> [WORK TO COMPLETE]:
What is needed is the full listing written out exactly, minus the pictures.

=== Begin Enclosure ===

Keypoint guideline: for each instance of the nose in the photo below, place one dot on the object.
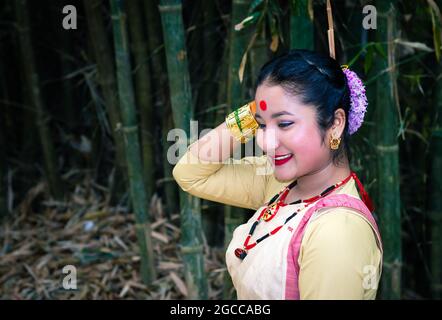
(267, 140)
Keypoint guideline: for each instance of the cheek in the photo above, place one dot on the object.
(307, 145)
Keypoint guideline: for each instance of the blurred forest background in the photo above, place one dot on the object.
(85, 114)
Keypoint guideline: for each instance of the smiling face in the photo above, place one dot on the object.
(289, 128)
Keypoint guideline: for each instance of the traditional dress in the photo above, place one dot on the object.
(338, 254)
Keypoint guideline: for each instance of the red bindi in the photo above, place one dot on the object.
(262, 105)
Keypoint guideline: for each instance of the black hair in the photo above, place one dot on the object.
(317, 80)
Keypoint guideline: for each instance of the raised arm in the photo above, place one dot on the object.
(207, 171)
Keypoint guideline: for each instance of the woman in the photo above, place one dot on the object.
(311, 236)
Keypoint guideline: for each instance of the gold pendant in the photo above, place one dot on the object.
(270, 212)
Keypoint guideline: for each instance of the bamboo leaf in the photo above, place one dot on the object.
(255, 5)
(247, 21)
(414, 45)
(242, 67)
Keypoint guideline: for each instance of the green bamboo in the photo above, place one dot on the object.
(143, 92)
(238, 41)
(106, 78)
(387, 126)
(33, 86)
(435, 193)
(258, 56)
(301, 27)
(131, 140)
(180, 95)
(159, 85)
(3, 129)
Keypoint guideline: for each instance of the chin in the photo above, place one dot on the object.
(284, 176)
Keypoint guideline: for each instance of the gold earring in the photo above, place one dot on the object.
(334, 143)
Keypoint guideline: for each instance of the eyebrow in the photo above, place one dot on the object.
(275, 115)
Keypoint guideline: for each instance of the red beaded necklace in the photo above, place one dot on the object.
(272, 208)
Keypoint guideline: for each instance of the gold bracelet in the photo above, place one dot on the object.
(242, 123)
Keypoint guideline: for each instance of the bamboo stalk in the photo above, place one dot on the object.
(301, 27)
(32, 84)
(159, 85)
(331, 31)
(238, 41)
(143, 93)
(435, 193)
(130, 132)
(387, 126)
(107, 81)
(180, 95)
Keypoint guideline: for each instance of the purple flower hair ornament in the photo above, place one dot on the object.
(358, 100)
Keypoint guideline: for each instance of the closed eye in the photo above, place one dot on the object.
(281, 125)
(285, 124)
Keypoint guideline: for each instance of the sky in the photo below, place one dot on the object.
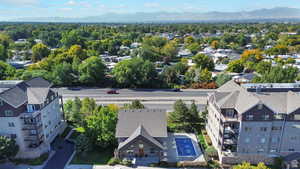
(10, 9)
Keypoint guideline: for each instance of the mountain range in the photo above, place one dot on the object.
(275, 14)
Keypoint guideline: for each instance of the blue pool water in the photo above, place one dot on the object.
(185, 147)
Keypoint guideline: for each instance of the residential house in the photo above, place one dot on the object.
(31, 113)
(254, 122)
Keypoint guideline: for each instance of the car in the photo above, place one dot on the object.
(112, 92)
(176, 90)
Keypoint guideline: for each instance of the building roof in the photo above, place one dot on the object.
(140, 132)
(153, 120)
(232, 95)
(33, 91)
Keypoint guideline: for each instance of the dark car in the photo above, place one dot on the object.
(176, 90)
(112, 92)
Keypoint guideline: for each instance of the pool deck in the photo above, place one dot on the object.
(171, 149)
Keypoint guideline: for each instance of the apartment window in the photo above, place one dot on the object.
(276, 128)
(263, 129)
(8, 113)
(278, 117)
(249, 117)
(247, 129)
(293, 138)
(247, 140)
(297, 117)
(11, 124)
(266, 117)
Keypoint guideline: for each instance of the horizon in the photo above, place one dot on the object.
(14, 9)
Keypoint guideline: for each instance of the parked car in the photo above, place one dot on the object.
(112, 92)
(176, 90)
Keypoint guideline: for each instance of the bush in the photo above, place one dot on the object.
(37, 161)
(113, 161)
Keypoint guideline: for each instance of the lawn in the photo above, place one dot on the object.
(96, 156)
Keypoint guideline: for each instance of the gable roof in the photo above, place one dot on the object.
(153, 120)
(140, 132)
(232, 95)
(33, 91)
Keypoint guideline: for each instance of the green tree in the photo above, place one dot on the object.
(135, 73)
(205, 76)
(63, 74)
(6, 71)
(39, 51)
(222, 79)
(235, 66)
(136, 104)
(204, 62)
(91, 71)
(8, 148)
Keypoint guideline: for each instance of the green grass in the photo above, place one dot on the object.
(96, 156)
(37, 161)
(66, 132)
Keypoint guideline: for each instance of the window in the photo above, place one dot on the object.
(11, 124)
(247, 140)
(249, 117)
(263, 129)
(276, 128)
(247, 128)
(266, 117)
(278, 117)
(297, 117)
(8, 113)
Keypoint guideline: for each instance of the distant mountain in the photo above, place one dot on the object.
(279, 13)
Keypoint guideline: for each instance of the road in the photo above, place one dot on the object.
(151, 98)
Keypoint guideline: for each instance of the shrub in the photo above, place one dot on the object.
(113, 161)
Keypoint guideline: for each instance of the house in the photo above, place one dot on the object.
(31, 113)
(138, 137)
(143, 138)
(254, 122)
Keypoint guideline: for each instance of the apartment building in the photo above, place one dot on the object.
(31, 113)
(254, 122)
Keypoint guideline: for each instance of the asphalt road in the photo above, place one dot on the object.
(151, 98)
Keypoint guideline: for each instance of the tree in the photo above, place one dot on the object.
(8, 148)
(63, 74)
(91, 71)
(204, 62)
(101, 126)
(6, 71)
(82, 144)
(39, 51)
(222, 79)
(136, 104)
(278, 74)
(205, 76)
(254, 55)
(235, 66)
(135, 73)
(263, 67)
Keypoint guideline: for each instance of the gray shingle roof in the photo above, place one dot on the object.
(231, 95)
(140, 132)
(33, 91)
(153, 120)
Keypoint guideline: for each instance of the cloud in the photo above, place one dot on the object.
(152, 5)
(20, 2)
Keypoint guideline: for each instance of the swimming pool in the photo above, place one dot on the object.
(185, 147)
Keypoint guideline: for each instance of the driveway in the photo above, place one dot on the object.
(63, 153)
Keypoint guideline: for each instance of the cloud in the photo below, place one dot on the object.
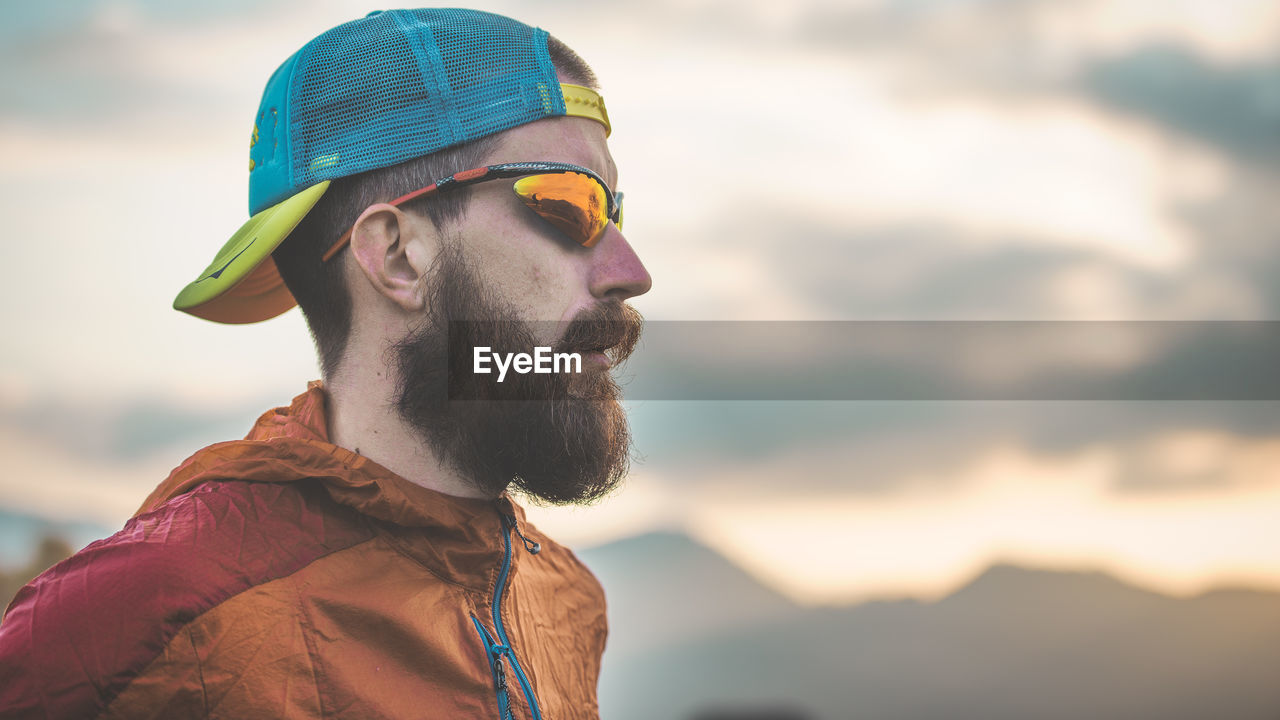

=== End Enclosure ===

> [EXERCISE RESPONSE]:
Keypoint guideline: for each instance of the nose in the photo below, place one dot on the object.
(267, 140)
Keypoint guideline: for each instance of the cheek in the photo above, place one dot on the object.
(307, 145)
Keypoint guideline: for each instance of the blurred forest background in the photo above, place one dot on the object.
(85, 114)
Keypoint guideline: for each instance of the smiling face in the photo above, place one dot on the object.
(289, 128)
Keypoint guideline: for each instance of the traditional dress in the photo above, place one dot on the object.
(338, 254)
Keypoint guideline: for each instance of the red bindi in the photo above, place one dot on the object.
(262, 105)
Keypoint guideline: for each instance of the black hair in the photo above, place one dot on the object.
(317, 80)
Keypoint guideline: for each instance of the raised arm in the photo above, place one dot on the object.
(207, 171)
Keypoint guideline: for each instance of the woman in the photo above, place one dot on the object.
(311, 236)
Keypoint guideline: for each instance of the gold pendant in the photo above, place one dot on the object.
(270, 212)
Keypoint guideline: for each instance of the bamboo leaf in the photo above, place one dot on the object.
(255, 5)
(247, 21)
(414, 45)
(242, 67)
Keypoint guideline: for each instance of the green bamboo in the photo above, place one dot on the object.
(143, 92)
(238, 41)
(106, 78)
(387, 126)
(33, 86)
(435, 193)
(258, 56)
(301, 27)
(131, 140)
(180, 95)
(159, 85)
(3, 129)
Keypoint guideline: for each instance of the chin in the photo above, place one dot on the object.
(284, 176)
Keypoint guideline: for each instance of the gold earring in the photo above, place one dot on the object.
(334, 143)
Keypoint guideline: for each instance of the eyebrow in the photo above, place one dot on the object.
(275, 115)
Keypoint guideline: for each instance of the red beaded necklace in the photo above, place one dot on the object.
(272, 208)
Keypoint guideline: for each instance of the gold bracelet in the photo above, place one dot on the object.
(242, 123)
Keypoint guideline: for each instance of the bamboo stalk in the photo above, place one dot on the object.
(301, 27)
(32, 84)
(159, 85)
(331, 31)
(238, 41)
(143, 93)
(435, 193)
(130, 132)
(387, 126)
(107, 81)
(180, 95)
Keypoint guideline: for each instance of the purple flower hair ornament in the photo above, place one dot on the object.
(358, 100)
Keypoint guideline: for each instance of the closed eye in the photo above, place one dot on the object.
(281, 125)
(285, 124)
Keypoint guideline: for each instance of the sky in the photo below, place one dot on the object.
(10, 9)
Keypoint guideline: for each instance of the mountain range in the photo above, place one dot on the object.
(275, 14)
Keypoint guideline: for each instance of the blue pool water in the photo above, place one dot on the object.
(185, 147)
Keypoint guideline: for each instance of the residential house in the photo above, place one dot on the object.
(31, 113)
(254, 122)
Keypoint guideline: for each instance of the car in the photo above, place one dot on the object.
(112, 92)
(176, 90)
Keypoint guideline: for each instance of the building roof in the photo above, place one dot on the object.
(140, 132)
(153, 120)
(232, 95)
(33, 91)
Keypoint guideline: for each instance of the dark car in the photo above, place one dot on the object.
(176, 90)
(112, 92)
Keypoint guideline: for each instance of the pool deck in the photo above, place one dot on the object.
(171, 149)
Keypoint guideline: for each instance of the apartment window in the photo above, place one dot on the object.
(276, 128)
(263, 129)
(8, 113)
(278, 117)
(249, 117)
(247, 129)
(293, 138)
(247, 140)
(297, 117)
(11, 124)
(266, 117)
Keypoint guideline: for each instance of the horizon in the photo above, place one dot on the object.
(14, 9)
Keypoint guideline: for each instance of the parked car in the photo above, place one dot on the object.
(112, 92)
(176, 90)
Keypoint guideline: for each instance of the bush in the photo above, place one dot on the object.
(37, 161)
(113, 161)
Keypoint guideline: for each instance of the lawn in the photo above, place one dot on the object.
(96, 156)
Keypoint guideline: for each instance of the gable roof in the photo above, place one dot on the object.
(153, 120)
(140, 132)
(232, 95)
(33, 91)
Keypoint guideline: for each instance of the green tree in the photo above, place one dot on the object.
(135, 73)
(205, 76)
(63, 74)
(6, 71)
(39, 51)
(222, 79)
(235, 66)
(136, 104)
(204, 62)
(91, 71)
(8, 148)
Keypoint guideline: for each instance of the green grass in the photo above, place one dot on the object.
(96, 156)
(37, 161)
(66, 132)
Keypoint guideline: for each instance of the window in the photo above, place one dot on the object.
(11, 124)
(247, 140)
(249, 117)
(263, 129)
(276, 128)
(247, 128)
(266, 117)
(278, 117)
(297, 117)
(8, 113)
Keypoint guideline: for each instance of the distant mountain in the photo above, place one dot on the object.
(279, 13)
Keypoint guideline: for each instance of the road in the photo above, place one dot on the object.
(151, 98)
Keypoint guideline: for each instance of the shrub in the photo above, place one dot on the object.
(113, 161)
Keypoint guideline: for each instance of the house in the photo above, place one dot on the object.
(31, 113)
(138, 137)
(143, 138)
(254, 122)
Keypoint guideline: for each instance of the apartment building in the photo above, place one dot on the object.
(31, 113)
(254, 122)
Keypoint guideline: for each instance of the asphalt road in the photo above, place one dot on the object.
(151, 98)
Keypoint guideline: for each instance of the tree in the photo above, place one dot on the object.
(8, 148)
(63, 74)
(91, 71)
(204, 62)
(101, 126)
(6, 71)
(82, 144)
(39, 51)
(222, 79)
(136, 104)
(278, 74)
(205, 76)
(254, 55)
(235, 66)
(135, 73)
(263, 67)
Keypoint guideline: for each instance of the gray shingle roof in the photo above, place one dot on the object.
(231, 95)
(140, 132)
(33, 91)
(153, 120)
Keypoint guideline: for each instance of the cloud in the photo above, place one dot on the object.
(152, 5)
(20, 2)
Keypoint guideline: for each instance of the swimming pool in the photo above, place one dot on the object.
(185, 147)
Keypoint guideline: for each instance of the driveway in the photo above, place one dot on the object.
(63, 153)
Keypoint guideline: for each instance of the cloud in the photo below, place one dot on the object.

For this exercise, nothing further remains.